== To be done ==
Extract every line of the records that contains the string "shoulder". Case counts.

Dataset entries:
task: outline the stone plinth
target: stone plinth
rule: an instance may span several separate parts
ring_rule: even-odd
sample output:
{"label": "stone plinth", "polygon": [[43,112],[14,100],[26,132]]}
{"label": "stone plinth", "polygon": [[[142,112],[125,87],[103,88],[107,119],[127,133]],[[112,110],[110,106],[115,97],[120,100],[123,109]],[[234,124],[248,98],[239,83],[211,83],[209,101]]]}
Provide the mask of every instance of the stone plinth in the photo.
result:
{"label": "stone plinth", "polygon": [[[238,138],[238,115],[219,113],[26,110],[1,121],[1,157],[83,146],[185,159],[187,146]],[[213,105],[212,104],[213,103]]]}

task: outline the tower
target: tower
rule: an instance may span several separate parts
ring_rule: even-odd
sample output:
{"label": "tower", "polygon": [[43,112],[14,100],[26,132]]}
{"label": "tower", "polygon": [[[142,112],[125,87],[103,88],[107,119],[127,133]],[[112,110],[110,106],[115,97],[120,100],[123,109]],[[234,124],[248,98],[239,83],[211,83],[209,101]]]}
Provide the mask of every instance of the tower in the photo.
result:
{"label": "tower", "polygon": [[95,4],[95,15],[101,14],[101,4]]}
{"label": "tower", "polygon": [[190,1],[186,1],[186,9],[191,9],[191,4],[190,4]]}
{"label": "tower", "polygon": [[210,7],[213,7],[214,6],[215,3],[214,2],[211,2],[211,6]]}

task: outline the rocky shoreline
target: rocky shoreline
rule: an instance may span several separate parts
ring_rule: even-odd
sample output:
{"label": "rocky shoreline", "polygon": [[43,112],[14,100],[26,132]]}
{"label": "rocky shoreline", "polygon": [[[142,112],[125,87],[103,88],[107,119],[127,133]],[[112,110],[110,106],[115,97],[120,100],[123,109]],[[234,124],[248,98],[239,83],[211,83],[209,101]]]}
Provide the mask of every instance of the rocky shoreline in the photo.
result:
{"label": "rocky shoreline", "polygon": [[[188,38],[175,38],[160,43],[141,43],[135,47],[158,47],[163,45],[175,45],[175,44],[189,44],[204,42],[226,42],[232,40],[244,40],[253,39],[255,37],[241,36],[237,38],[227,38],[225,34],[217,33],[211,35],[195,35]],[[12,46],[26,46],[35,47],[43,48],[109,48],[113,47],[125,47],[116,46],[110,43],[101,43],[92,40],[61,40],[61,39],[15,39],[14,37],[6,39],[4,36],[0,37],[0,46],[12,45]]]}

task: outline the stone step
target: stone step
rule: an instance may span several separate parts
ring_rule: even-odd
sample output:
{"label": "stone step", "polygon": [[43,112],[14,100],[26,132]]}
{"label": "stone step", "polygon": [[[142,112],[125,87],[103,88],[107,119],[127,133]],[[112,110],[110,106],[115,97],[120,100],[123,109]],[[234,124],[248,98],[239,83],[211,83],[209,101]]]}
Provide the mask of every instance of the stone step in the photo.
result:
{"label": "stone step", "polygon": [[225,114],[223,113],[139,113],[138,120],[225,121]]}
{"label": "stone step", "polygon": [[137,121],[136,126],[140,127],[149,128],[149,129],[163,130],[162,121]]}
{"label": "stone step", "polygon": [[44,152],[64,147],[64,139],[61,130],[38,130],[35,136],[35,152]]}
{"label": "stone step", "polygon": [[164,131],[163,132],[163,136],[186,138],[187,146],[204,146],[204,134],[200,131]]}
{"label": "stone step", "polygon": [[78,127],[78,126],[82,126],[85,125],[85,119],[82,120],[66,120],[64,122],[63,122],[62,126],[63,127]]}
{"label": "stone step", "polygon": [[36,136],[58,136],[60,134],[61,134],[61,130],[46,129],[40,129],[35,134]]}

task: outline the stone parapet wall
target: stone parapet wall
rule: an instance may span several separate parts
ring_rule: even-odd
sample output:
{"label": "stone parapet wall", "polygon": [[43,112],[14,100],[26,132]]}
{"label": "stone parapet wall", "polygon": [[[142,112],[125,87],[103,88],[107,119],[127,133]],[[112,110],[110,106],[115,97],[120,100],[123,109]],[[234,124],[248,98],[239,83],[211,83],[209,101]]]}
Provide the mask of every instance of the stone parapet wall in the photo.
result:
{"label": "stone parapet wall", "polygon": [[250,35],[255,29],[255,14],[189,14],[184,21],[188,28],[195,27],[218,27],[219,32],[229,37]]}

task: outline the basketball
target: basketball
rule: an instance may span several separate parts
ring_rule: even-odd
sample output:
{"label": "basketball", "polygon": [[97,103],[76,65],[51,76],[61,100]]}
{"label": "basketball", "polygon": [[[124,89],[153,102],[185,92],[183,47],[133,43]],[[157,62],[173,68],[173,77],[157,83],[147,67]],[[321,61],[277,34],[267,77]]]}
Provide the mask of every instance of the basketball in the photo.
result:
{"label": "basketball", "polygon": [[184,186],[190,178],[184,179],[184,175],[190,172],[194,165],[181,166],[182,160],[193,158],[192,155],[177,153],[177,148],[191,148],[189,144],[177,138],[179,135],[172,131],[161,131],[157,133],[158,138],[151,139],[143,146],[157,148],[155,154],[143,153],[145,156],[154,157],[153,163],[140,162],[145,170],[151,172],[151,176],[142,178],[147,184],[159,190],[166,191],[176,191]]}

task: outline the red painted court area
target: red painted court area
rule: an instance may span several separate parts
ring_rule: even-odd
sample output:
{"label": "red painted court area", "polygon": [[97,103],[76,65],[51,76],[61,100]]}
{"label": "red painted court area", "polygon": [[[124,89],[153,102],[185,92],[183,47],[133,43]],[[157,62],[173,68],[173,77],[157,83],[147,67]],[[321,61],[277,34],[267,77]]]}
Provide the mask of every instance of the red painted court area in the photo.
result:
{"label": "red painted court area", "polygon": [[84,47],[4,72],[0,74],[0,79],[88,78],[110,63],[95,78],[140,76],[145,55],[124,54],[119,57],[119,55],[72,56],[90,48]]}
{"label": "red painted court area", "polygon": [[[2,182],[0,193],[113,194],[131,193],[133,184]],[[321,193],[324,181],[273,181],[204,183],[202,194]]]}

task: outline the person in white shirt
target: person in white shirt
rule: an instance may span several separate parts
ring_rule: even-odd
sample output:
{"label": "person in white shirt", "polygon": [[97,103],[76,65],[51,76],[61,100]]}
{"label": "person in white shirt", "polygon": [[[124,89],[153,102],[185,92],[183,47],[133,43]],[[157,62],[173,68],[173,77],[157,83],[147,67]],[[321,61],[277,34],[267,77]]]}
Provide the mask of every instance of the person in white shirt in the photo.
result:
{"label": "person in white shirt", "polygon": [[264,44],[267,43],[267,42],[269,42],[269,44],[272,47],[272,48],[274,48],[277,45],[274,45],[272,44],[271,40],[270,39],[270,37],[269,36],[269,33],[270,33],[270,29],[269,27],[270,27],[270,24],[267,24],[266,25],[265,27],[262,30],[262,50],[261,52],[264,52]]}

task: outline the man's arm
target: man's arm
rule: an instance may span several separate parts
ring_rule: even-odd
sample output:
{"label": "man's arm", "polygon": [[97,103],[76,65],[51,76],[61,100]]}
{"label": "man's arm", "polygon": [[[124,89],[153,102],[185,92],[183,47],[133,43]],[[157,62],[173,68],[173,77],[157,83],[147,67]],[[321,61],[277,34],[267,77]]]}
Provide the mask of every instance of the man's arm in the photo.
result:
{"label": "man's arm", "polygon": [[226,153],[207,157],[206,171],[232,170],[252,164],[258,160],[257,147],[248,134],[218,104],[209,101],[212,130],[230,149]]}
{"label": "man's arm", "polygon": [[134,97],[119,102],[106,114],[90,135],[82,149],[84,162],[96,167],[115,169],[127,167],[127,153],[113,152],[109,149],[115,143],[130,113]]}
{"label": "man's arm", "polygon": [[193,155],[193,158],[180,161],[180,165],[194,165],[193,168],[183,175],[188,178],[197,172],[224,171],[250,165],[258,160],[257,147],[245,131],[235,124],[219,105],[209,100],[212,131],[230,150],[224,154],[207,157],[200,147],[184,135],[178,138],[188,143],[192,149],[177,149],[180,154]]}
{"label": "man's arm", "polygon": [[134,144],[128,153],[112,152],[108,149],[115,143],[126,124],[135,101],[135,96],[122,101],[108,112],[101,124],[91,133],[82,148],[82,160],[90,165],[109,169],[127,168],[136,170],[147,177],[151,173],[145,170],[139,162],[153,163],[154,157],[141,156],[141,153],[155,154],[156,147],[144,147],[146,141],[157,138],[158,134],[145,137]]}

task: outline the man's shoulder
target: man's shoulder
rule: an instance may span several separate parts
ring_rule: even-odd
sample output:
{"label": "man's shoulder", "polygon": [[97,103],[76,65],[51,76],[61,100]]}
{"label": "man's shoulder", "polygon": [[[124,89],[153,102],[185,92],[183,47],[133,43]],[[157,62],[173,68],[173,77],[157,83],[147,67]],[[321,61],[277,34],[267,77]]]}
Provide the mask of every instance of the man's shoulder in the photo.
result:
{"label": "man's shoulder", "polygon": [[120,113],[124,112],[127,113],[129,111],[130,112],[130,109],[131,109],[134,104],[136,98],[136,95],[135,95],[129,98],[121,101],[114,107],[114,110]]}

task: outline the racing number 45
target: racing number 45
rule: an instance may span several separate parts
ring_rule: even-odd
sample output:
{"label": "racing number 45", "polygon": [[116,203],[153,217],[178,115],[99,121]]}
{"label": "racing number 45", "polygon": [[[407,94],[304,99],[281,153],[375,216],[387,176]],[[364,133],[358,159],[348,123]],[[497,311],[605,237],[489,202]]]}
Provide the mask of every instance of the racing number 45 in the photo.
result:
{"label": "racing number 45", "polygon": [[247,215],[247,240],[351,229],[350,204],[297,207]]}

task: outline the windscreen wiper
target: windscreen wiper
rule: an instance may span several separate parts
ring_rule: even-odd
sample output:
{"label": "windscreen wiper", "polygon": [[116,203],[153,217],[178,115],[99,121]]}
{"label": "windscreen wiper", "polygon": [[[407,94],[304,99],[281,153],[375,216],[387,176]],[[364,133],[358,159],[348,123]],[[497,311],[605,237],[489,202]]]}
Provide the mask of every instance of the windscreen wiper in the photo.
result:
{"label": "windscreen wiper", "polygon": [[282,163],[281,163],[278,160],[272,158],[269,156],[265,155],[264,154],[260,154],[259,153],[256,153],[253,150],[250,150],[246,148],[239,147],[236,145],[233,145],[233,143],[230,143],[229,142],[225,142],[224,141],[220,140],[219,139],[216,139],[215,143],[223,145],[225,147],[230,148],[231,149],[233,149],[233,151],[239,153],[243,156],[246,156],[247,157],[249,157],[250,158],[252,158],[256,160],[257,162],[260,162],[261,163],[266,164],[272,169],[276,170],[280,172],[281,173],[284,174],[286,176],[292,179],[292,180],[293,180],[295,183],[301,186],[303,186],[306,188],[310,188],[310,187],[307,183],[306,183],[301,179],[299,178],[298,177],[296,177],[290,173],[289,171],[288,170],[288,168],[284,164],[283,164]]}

== Answer ==
task: outline the man's shoulder
target: man's shoulder
{"label": "man's shoulder", "polygon": [[97,103],[76,65],[51,76],[61,100]]}
{"label": "man's shoulder", "polygon": [[[124,89],[153,102],[185,92],[183,47],[133,43]],[[157,62],[173,68],[173,77],[157,83],[147,67]],[[321,61],[277,34],[267,77]]]}
Provide the mask of every instance of the man's shoulder in the photo.
{"label": "man's shoulder", "polygon": [[120,113],[124,112],[127,113],[129,111],[130,112],[130,109],[131,109],[134,104],[136,98],[136,95],[135,95],[129,98],[121,101],[114,107],[114,110]]}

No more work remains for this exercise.